◆ **Zu erledigende Aufgabe**
Beantworte diese Fragen zum Lesetext:
(a) Gegen wie viel Uhr holt Bae ihre Essensrationen?
(b) Wo im Wald kratzt Bae eine dünne Schicht Erde weg?
(c) Wie viele Christen gibt es nach der Schätzung von Open Doors in Nordkorea?

◆ **Lesetext**
^^^^
»Jedes Mal, wenn ich am Morgen meine Augen öffne, spüre ich die Gegenwart unseres Vaters«. In diesem Bewusstsein beginnt Bae jeden neuen Tag in der Hütte, die ihr als Zuhause dient, irgendwo in den Bergen Nordkoreas. Die anderen Mitglieder ihrer Familie bereiten sich schon auf einen weiteren Tag auf dem Feld vor.
Bae holt ihre Essensrationen gegen sechs Uhr früh und geht zur Arbeit auf das Feld. Die Regierung versorgt Menschen wie sie mit Lebensmitteln, aber nur gerade so viel, dass sie am Leben bleiben und arbeiten können. Sie weiß, dass ihr Frühstück nicht ausreichen wird, um ihren Hunger zu stillen.
Wie alle anderen Menschen in ihrem Dorf leidet Bae an Hunger. Nicht genug, um zu sterben ─ zumindest noch nicht. Bae kann eine kleine Pause machen und geht in den Wald. Die Pilze und Pflanzen, die sie dort sammelt, lindern das Knurren ihres Magens, aber diese zusätzliche Nahrung ist nie selbstverständlich. In der Abenddämmerung beendet sie endlich ihren Arbeitstag. Sie isst noch eine Mahlzeit ─ eine wässrige Suppe und, wenn sie Glück hat, etwas Reis - und kehrt in ihre Hütte zurück.
Dann macht sich Bae an ihre eigentliche Arbeit. Sie wartet, bis der Mond hinter den Wolken verschwindet. Dann zieht sie ihren Umhang an und schlüpft durch die Haustür. Sie schließt sie lautlos, damit die Nachbarn nichts hören.
Vorsichtig durchquert sie das Dorf und geht in den Wald. Diesmal sucht sie nicht nach Nahrung. Beim Baum mit den knorrigen Wurzeln kratzt sie eine dünne Schicht Erde weg. Sie nimmt den Plastiksack heraus, versteckt ihn unter ihrem Umhang und geht auf leisen Sohlen zurück.
Ihre Mitbewohner warten auf sie und haben bereits die Fenster mit Decken abgedeckt und eine kleine Kerze angezündet. Bae zieht ein Buch aus dem Sack, den sie ausgegraben hat. Sie schlägt es auf und liest mit flüsternder Stimme: »Der Mensch lebt nicht vom Brot allein, sondern von jedem Wort, das aus dem Mund Gottes kommt.« So beginnt ein weiteres Geheimtreffen in einer nordkoreanischen Untergrundkirche.
Bae hat nicht immer in diesem Dorf gelebt. Sie wohnt dort, seit sie und ihr Mann mit einer Bibel erwischt wurden. Als die nordkoreanischen Behörden herausfanden, dass sie Christen waren, veränderte sich ihr Leben mit einem Schlag. Der Glaube an Jesus kann in Nordkorea den Tod bedeuten. Open Doors schätzt, dass es etwa 400.000 Christen in Nordkorea gibt, alles Untergrundchristen. Wenn sie entdeckt werden, haben sie kaum eine Chance, am Leben zu bleiben.
^^^^
Bildgestützte Zeigedaten
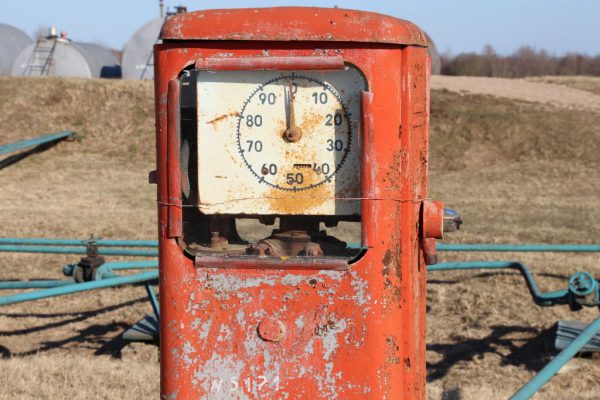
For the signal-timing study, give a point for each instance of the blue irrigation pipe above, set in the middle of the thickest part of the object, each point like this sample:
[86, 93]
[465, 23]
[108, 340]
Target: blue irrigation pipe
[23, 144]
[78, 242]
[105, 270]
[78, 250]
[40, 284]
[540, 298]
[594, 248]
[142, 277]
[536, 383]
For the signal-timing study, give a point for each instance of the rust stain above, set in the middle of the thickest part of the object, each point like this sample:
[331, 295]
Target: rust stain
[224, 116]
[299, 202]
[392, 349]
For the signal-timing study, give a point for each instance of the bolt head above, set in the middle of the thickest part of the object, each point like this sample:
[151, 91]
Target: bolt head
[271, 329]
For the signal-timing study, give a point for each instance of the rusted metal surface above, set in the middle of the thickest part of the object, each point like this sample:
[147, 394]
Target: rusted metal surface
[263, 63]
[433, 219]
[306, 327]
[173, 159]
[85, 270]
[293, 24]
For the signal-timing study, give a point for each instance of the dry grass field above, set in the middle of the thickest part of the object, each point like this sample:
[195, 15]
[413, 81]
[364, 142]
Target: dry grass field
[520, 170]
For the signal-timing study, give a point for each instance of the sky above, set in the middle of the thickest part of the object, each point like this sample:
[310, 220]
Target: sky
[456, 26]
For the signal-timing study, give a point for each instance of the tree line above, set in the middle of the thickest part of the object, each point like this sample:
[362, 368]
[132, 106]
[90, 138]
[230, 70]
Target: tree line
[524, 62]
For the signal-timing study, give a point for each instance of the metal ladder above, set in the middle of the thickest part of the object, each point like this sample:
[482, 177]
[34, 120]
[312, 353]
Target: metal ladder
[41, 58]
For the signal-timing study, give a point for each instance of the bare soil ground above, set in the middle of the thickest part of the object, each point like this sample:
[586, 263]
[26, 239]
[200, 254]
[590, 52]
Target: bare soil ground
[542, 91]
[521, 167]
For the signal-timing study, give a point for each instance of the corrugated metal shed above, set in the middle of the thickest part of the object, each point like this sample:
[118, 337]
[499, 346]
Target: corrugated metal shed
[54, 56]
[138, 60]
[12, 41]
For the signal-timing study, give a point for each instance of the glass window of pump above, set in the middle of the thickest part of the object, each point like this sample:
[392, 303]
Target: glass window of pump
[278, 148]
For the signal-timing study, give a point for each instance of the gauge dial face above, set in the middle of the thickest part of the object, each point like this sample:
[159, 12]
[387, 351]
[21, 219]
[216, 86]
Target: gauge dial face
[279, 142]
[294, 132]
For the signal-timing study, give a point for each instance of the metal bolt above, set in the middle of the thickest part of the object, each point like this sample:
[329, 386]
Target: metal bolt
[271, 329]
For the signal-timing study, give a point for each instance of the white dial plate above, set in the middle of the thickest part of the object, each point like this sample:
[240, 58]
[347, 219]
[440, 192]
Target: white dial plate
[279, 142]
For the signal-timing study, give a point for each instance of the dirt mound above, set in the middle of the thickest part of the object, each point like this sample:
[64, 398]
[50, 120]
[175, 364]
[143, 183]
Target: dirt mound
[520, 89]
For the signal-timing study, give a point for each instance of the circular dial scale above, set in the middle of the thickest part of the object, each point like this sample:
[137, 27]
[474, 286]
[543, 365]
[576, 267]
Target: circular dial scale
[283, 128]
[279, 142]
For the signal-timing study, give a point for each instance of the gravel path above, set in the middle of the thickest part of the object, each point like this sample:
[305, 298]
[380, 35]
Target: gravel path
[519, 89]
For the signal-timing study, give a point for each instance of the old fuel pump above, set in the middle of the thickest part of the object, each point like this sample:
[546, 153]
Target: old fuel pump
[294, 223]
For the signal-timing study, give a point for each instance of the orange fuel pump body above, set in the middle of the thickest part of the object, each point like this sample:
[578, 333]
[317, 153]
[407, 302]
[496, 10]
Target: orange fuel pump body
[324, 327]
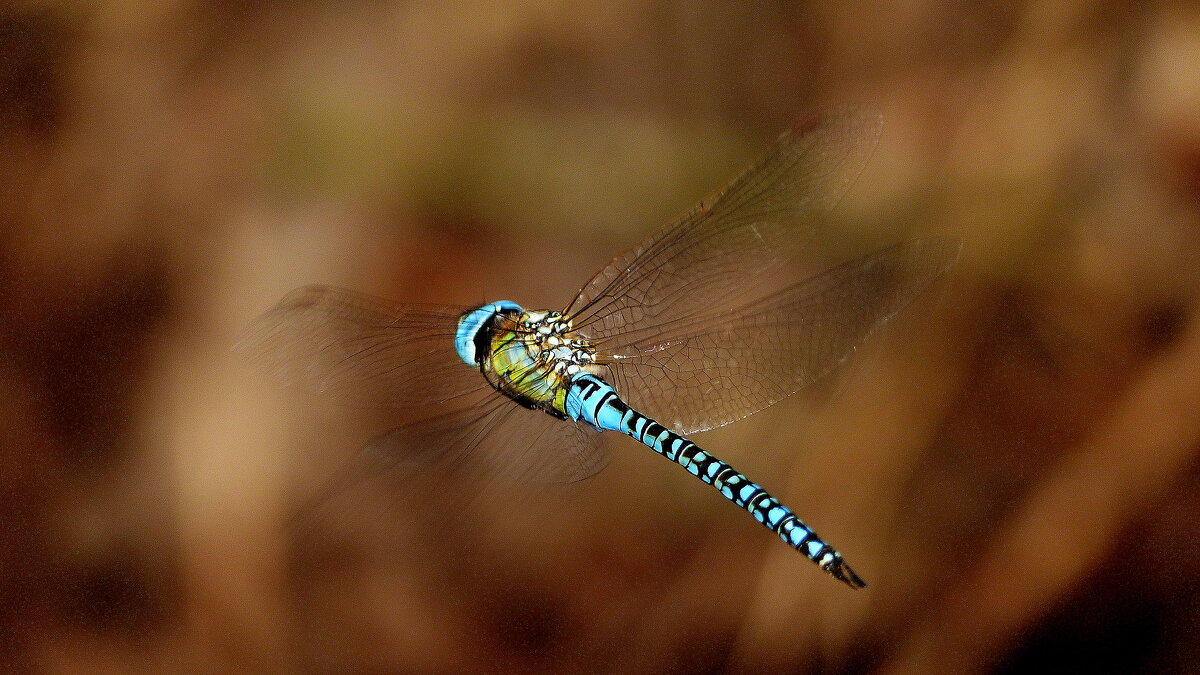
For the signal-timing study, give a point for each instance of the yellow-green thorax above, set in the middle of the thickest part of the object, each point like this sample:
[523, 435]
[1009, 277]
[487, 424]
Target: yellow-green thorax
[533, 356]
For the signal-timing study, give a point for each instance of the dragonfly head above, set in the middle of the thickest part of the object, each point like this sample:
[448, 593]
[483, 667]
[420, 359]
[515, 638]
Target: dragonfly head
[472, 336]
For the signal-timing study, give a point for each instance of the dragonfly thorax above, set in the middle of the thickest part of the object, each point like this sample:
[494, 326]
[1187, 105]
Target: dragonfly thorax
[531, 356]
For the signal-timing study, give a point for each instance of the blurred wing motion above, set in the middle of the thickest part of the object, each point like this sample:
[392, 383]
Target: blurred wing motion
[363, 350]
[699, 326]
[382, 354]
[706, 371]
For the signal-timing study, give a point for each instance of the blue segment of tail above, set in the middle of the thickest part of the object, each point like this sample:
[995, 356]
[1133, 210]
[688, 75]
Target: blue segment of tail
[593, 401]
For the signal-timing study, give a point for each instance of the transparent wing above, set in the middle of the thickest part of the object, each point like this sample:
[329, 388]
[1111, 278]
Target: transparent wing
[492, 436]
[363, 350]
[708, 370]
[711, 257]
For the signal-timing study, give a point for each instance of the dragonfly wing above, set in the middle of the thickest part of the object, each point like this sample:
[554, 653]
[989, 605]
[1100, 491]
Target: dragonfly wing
^^^^
◆ **Lösung**
(a) Bae holt ihre Essensrationen gegen sechs Uhr früh.
(b) Sie kratzt die Erde beim Baum mit den knorrigen Wurzeln weg.
(c) Open Doors schätzt, dass es in Nordkorea etwa 400.000 Christen gibt.